• Job 1
Please retype the passage on policing in Celaya word for word, starting with "López Obrador would" and going on through "in the act.".
• Job 2
Write what comes next in the passage on policing in Celaya, picking up after its final sentence.

• Text provided
It was all too common.

“Right now, most of the attacks are coming precisely from motorcycles. There are always two people on them, dressed in black. That seems to be a trend,” said a police officer who spoke on condition of anonymity for security reasons.

The attackers are usually young men, often carrying an AR-15 rifle with the stock removed to make it shorter.

Celaya police are now sensitive to motorcycles.

A couple of residents, who would not give their names for fear of reprisals, spoke disparagingly of the “fedepales,” accusing them of stopping motorcycles to check for stolen vehicles, and then taking the bikes.

But during a ride-along with police performing routine checks on motorcycles, other residents waved a friendly greeting.

López Obrador would like to rely more on the military; he wants to hand over the National Guard to army control — but at the same time, he doesn’t want troops to directly confront the cartels.

That has led to strange scenes. For example, in the neighboring state of Michoacan, a National Guard or army truck may roll by a corner store on a patrol while inside the store everything costs 40% more than normal because its owner is forced to pay protection money to the local cartel.

The National Guard doesn’t arrest many suspects or investigate crimes. Like the military, it mainly follows orders and arrests criminals only if they are caught in the act.

Celaya, unusual among municipal police, does its own intelligence and investigation work.

• Raw data

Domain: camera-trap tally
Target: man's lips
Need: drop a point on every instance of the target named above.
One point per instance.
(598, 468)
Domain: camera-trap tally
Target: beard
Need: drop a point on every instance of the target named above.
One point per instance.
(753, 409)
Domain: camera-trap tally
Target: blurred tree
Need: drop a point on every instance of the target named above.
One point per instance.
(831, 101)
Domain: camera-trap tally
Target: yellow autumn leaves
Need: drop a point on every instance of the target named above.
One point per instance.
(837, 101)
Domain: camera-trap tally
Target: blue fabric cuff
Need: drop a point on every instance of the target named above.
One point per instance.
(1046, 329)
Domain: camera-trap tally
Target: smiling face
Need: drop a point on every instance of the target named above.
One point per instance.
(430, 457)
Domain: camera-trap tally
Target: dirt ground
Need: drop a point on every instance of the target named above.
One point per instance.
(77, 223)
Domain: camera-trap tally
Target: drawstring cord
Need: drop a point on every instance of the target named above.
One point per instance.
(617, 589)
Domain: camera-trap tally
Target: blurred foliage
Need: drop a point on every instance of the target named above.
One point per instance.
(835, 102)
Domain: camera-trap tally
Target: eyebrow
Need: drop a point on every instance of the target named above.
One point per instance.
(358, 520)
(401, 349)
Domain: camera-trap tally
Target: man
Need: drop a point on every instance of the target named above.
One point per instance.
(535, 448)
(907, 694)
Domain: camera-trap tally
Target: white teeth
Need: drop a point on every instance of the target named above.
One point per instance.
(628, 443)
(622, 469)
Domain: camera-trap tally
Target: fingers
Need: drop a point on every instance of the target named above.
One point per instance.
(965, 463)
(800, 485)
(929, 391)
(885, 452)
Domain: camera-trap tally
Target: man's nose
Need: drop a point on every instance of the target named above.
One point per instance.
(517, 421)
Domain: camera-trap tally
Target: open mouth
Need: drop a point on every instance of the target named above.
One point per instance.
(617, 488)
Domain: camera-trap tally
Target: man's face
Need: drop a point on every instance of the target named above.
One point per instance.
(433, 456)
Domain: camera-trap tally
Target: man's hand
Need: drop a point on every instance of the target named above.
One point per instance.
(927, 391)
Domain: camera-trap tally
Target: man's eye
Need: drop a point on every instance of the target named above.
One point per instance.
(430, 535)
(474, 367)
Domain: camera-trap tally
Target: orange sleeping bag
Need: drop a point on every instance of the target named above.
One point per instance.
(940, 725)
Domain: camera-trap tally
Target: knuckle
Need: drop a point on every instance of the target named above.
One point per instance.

• Task response 1
López Obrador would like to rely more on the military; he wants to hand over the National Guard to army control — but at the same time, he doesn’t want troops to directly confront the cartels.

That has led to strange scenes. For example, in the neighboring state of Michoacan, a National Guard or army truck may roll by a corner store on a patrol while inside the store everything costs 40% more than normal because its owner is forced to pay protection money to the local cartel.

The National Guard doesn’t arrest many suspects or investigate crimes. Like the military, it mainly follows orders and arrests criminals only if they are caught in the act.

• Task response 2
“What good does it do to have soldiers and National Guard in the street if they don’t do anything? They only put up crime scene tape after something has already happened,” said Amadeo Hernández Barajas, a farmer in Acambaro, a town south of Celaya. He said the cartel forces many farmers to pay a tax on each ton of corn produced.

Claudia Sheinbaum, the presidential candidate for López Obrador’s Morena party in the June 2 elections, vows to stick to his approach.

“We will address public safety from a perspective of addressing the causes and not allowing impunity,” Sheinbaum said at her first campaign event. “We are not going to engage in the idea of ‘a heavy hand,’ that is not our style.”

The idea that the cartels will be left without recruits, as government scholarship and training programs provide youths with other opportunities, appears a long way off. The gangs have started recruiting younger hitmen, as well as experienced fighters from South America and northern Mexico.

Rivera Peralta says half of all the suspects arrested in Celaya are now between 14 and 24 years old. They have also caught gunmen from the Scorpions, a gang based in the border city of Matamoros, and several former guerrilla fighters from Colombia.

Opposition presidential candidate Xóchitl Gálvez is taking a different approach. She pledges to double the number of National Guard troopers but also restore training and equipment funding to local police forces.

“We can’t have police who will take care of us unless we take care of our police,” she said at her campaign launch.

For their part, police in Celaya are putting their trust in “the man in the tower,” a standing firing post welded to the bed of a pickup. The “tower” has a higher and wider range of vision for the officer to spot any attack coming — and a Galil automatic rifle.

“He is our front line. He is the spearhead to resist any attack.” said one officer.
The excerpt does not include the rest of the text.